> **Free-text object descriptions**:
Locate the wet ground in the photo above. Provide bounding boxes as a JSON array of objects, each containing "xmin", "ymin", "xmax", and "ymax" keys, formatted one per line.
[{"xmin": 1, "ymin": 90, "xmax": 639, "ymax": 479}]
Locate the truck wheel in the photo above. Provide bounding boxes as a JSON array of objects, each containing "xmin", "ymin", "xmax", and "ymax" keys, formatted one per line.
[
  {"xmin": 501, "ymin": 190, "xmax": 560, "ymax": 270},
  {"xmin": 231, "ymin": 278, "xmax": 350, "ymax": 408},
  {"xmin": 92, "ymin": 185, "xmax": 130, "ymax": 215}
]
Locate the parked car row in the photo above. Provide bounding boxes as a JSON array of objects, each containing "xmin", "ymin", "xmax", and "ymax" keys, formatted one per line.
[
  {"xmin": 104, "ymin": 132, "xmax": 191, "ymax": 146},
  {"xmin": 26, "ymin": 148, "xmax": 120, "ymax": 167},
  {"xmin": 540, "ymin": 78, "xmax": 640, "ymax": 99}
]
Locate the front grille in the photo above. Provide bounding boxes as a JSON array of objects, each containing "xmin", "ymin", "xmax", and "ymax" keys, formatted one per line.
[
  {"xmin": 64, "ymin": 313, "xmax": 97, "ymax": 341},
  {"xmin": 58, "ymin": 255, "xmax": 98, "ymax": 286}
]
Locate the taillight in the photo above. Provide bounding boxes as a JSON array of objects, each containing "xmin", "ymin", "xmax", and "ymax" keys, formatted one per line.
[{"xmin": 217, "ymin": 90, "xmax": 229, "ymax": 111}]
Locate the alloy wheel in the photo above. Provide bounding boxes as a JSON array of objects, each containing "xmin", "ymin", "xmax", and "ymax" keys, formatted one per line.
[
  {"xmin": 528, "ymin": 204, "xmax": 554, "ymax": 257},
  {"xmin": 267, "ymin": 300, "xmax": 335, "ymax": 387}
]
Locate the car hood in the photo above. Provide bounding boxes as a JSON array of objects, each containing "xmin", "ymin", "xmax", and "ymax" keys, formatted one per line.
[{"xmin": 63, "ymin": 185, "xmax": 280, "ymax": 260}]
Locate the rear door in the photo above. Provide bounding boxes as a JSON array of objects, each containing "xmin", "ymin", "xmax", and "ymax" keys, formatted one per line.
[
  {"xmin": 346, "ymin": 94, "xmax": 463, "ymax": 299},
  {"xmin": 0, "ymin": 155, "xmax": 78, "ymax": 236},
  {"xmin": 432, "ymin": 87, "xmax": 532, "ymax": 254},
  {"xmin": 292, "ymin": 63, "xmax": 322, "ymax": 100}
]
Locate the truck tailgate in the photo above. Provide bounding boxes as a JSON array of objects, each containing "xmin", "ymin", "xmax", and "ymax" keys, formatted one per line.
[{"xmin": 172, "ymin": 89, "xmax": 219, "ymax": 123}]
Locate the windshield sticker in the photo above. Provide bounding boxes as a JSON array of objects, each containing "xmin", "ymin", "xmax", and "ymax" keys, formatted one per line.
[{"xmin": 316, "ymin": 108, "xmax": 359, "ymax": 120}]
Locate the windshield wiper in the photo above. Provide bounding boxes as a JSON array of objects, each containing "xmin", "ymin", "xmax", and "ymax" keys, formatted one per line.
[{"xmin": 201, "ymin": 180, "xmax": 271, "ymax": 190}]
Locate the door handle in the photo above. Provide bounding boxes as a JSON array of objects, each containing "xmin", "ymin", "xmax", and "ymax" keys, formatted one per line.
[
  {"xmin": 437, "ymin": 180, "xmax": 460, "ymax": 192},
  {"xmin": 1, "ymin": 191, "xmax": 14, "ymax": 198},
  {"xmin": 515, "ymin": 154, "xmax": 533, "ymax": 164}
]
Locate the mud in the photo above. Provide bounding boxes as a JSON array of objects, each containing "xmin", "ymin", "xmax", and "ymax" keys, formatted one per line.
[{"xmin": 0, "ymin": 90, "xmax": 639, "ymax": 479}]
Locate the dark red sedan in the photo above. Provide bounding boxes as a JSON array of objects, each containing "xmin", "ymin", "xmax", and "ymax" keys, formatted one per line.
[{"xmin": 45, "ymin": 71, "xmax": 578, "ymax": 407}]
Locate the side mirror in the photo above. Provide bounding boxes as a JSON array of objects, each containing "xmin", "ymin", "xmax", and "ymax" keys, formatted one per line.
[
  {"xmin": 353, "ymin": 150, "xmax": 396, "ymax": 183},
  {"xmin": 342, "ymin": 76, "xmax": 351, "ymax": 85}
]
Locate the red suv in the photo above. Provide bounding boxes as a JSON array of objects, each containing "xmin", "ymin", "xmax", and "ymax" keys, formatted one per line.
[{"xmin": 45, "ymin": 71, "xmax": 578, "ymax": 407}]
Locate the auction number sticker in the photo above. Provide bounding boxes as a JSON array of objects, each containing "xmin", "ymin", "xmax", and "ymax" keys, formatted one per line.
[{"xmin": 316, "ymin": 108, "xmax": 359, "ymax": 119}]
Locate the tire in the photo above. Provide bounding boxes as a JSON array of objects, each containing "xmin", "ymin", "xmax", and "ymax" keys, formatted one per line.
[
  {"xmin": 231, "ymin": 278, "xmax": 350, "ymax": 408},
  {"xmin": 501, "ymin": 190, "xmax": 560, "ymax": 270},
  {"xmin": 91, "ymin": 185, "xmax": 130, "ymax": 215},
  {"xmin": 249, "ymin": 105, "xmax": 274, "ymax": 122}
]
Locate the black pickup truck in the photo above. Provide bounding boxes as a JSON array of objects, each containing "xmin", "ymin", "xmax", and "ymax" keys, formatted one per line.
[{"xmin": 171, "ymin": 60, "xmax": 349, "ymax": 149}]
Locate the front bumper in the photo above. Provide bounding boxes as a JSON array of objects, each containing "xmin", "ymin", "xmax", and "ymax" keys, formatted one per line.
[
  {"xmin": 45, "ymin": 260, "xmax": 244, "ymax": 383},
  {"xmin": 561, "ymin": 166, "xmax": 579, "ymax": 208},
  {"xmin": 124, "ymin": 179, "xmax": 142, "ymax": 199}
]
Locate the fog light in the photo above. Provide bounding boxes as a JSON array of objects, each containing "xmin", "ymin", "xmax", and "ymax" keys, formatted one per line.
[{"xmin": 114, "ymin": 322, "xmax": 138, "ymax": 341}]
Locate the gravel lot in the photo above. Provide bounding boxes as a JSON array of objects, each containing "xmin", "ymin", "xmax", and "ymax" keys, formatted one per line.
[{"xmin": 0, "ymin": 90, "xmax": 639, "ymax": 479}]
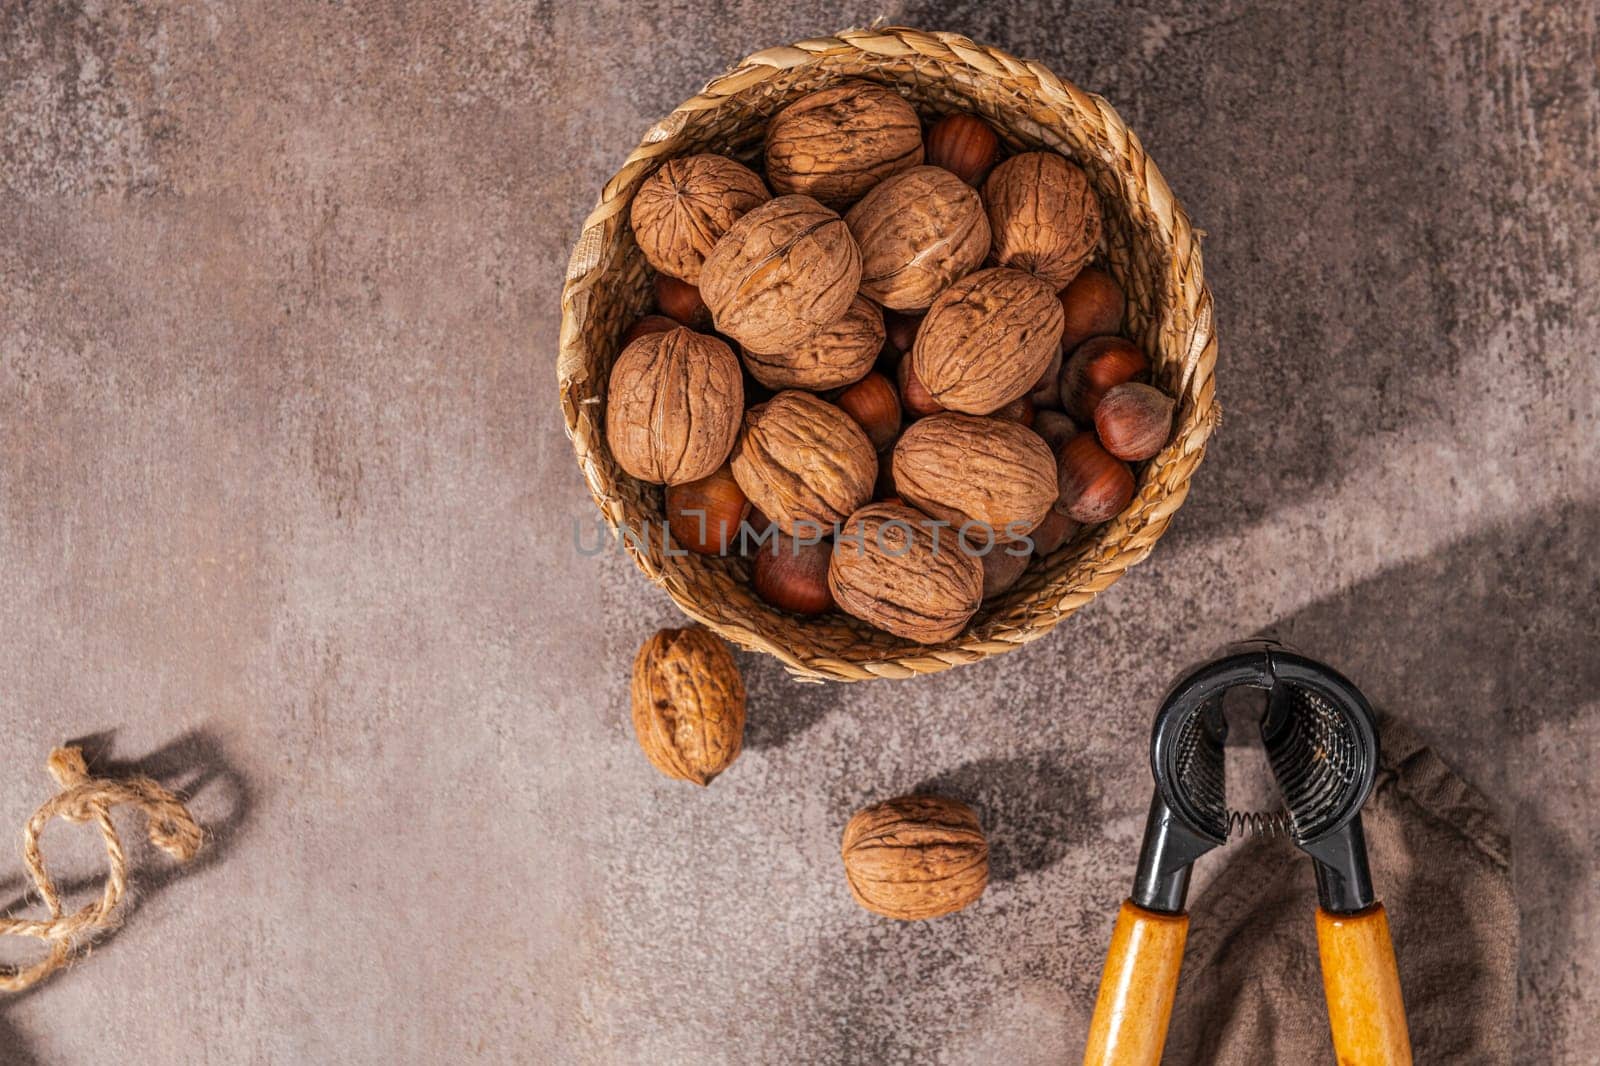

> **ACTIVITY**: Please reproduce the records above exactly and leave any picture behind.

> **ANSWER FOR THIS EXERCISE**:
Locate the wet ground in the photo above. Provide bounding boxes as a JSON array of objects, each containing "xmin", "ymin", "xmax", and "ymax" keys, formatted one per line.
[{"xmin": 1, "ymin": 90, "xmax": 639, "ymax": 479}]
Locate the truck wheel in the photo above. Provide bounding boxes as a JSON array of objects, each containing "xmin", "ymin", "xmax", and "ymax" keys, formatted one per line.
[
  {"xmin": 501, "ymin": 190, "xmax": 560, "ymax": 270},
  {"xmin": 231, "ymin": 278, "xmax": 350, "ymax": 408},
  {"xmin": 92, "ymin": 185, "xmax": 130, "ymax": 215}
]
Locate the parked car row in the photo above. Provide bounding boxes as a JSON array of objects, each containing "xmin", "ymin", "xmax", and "ymax" keys, formatted one per line.
[
  {"xmin": 104, "ymin": 132, "xmax": 191, "ymax": 146},
  {"xmin": 26, "ymin": 148, "xmax": 120, "ymax": 167},
  {"xmin": 540, "ymin": 78, "xmax": 640, "ymax": 99}
]
Locate the front grille in the photo above. Provide bounding boxes as a JSON array of objects, each containing "xmin", "ymin", "xmax", and "ymax" keys, formatted one per line.
[
  {"xmin": 64, "ymin": 313, "xmax": 97, "ymax": 341},
  {"xmin": 58, "ymin": 255, "xmax": 98, "ymax": 286}
]
Locate the taillight in the photo above. Provide bounding boxes as a JSON array of objects, each containing "xmin", "ymin", "xmax", and "ymax" keys, formatted one per line.
[{"xmin": 217, "ymin": 90, "xmax": 229, "ymax": 111}]
Locate the alloy wheel in the photo above. Provide bounding boxes as a JSON array of objects, each containing "xmin", "ymin", "xmax", and "ymax" keys, formatted one per line.
[
  {"xmin": 528, "ymin": 204, "xmax": 554, "ymax": 257},
  {"xmin": 267, "ymin": 300, "xmax": 335, "ymax": 387}
]
Locate the car hood in the photo above. Provide bounding boxes as a JSON array of objects, each containing "xmin", "ymin", "xmax", and "ymax" keys, formatted one per line.
[{"xmin": 63, "ymin": 185, "xmax": 280, "ymax": 260}]
Locate the rear door in the photo above. Provide bounding boxes as a JSON array of objects, each containing "xmin", "ymin", "xmax", and "ymax" keys, formatted one per line.
[
  {"xmin": 346, "ymin": 94, "xmax": 463, "ymax": 299},
  {"xmin": 0, "ymin": 155, "xmax": 78, "ymax": 236},
  {"xmin": 432, "ymin": 87, "xmax": 532, "ymax": 254},
  {"xmin": 292, "ymin": 63, "xmax": 322, "ymax": 100}
]
Locate the truck tailgate in the photo above. Provide bounding boxes as a JSON array of objects, each containing "xmin", "ymin", "xmax", and "ymax" keys, formatted one per line.
[{"xmin": 172, "ymin": 89, "xmax": 219, "ymax": 123}]
Locate the windshield sticker in the photo above. Provide bounding boxes as a JSON array of objects, each containing "xmin", "ymin", "xmax", and "ymax" keys, formatted one per line.
[{"xmin": 316, "ymin": 108, "xmax": 359, "ymax": 120}]
Locate the windshield wiper in the photo above. Provide bounding boxes as a JSON array of objects, each containing "xmin", "ymin", "xmax", and "ymax" keys, formatted one per line.
[{"xmin": 201, "ymin": 180, "xmax": 271, "ymax": 190}]
Locate the door handle in the photo above. Provide bounding boxes as a JSON array of objects, each containing "xmin", "ymin", "xmax", and "ymax" keys, formatted one per line.
[
  {"xmin": 437, "ymin": 180, "xmax": 460, "ymax": 192},
  {"xmin": 1, "ymin": 191, "xmax": 14, "ymax": 198},
  {"xmin": 515, "ymin": 154, "xmax": 533, "ymax": 164}
]
Locate the mud in the photo above. Provide bounding boxes as a JSON array of objects, each containing "xmin", "ymin", "xmax", and "ymax" keys, formatted one per line.
[{"xmin": 0, "ymin": 90, "xmax": 639, "ymax": 479}]
Locate the dark red sedan in the photo above. Provide bounding boxes as a JSON array of objects, each containing "xmin", "ymin", "xmax", and "ymax" keys, formatted one per line.
[{"xmin": 45, "ymin": 71, "xmax": 578, "ymax": 407}]
Locate the side mirror in the photo above. Provide bounding boxes as a JSON array of objects, each containing "xmin", "ymin", "xmax", and "ymax" keys, formatted one per line.
[
  {"xmin": 353, "ymin": 150, "xmax": 396, "ymax": 183},
  {"xmin": 342, "ymin": 76, "xmax": 351, "ymax": 85}
]
Locate the red suv in the photo above. Provide bounding boxes as a JSON array of objects, each containing "xmin", "ymin", "xmax", and "ymax" keys, formatted one per line.
[{"xmin": 45, "ymin": 71, "xmax": 578, "ymax": 407}]
Locate the auction number sticker in the photo above. Provide bounding boxes as a JSON array of objects, each containing "xmin", "ymin", "xmax", and "ymax" keys, formatted one per line.
[{"xmin": 316, "ymin": 108, "xmax": 359, "ymax": 119}]
Locate the tire in the photo above. Provide bounding boxes as a JSON array of objects, each containing "xmin", "ymin", "xmax", and "ymax" keys, formatted one per line.
[
  {"xmin": 231, "ymin": 278, "xmax": 350, "ymax": 408},
  {"xmin": 501, "ymin": 190, "xmax": 560, "ymax": 270},
  {"xmin": 91, "ymin": 185, "xmax": 130, "ymax": 215},
  {"xmin": 249, "ymin": 105, "xmax": 274, "ymax": 122}
]
Locate the black pickup truck in the photo above. Provide bounding boxes as a JSON array of objects, each containing "xmin", "ymin", "xmax", and "ymax" keys, formatted one per line.
[{"xmin": 171, "ymin": 60, "xmax": 349, "ymax": 149}]
Locate the front bumper in the photo above. Provide bounding boxes as a JSON array of objects, each containing "xmin", "ymin", "xmax", and "ymax" keys, formatted one per line.
[
  {"xmin": 45, "ymin": 260, "xmax": 244, "ymax": 383},
  {"xmin": 561, "ymin": 166, "xmax": 579, "ymax": 208},
  {"xmin": 124, "ymin": 179, "xmax": 142, "ymax": 199}
]
Locate the fog light in the photo above. Provide bounding boxes as a JSON array of objects, each containing "xmin", "ymin", "xmax", and "ymax" keys, formatted one per line.
[{"xmin": 114, "ymin": 322, "xmax": 138, "ymax": 341}]
Locate the gravel lot in the photo above. Provide bounding boxes as a JSON array of objects, each containing "xmin", "ymin", "xmax", and "ymax" keys, formatted one per line.
[{"xmin": 0, "ymin": 90, "xmax": 639, "ymax": 479}]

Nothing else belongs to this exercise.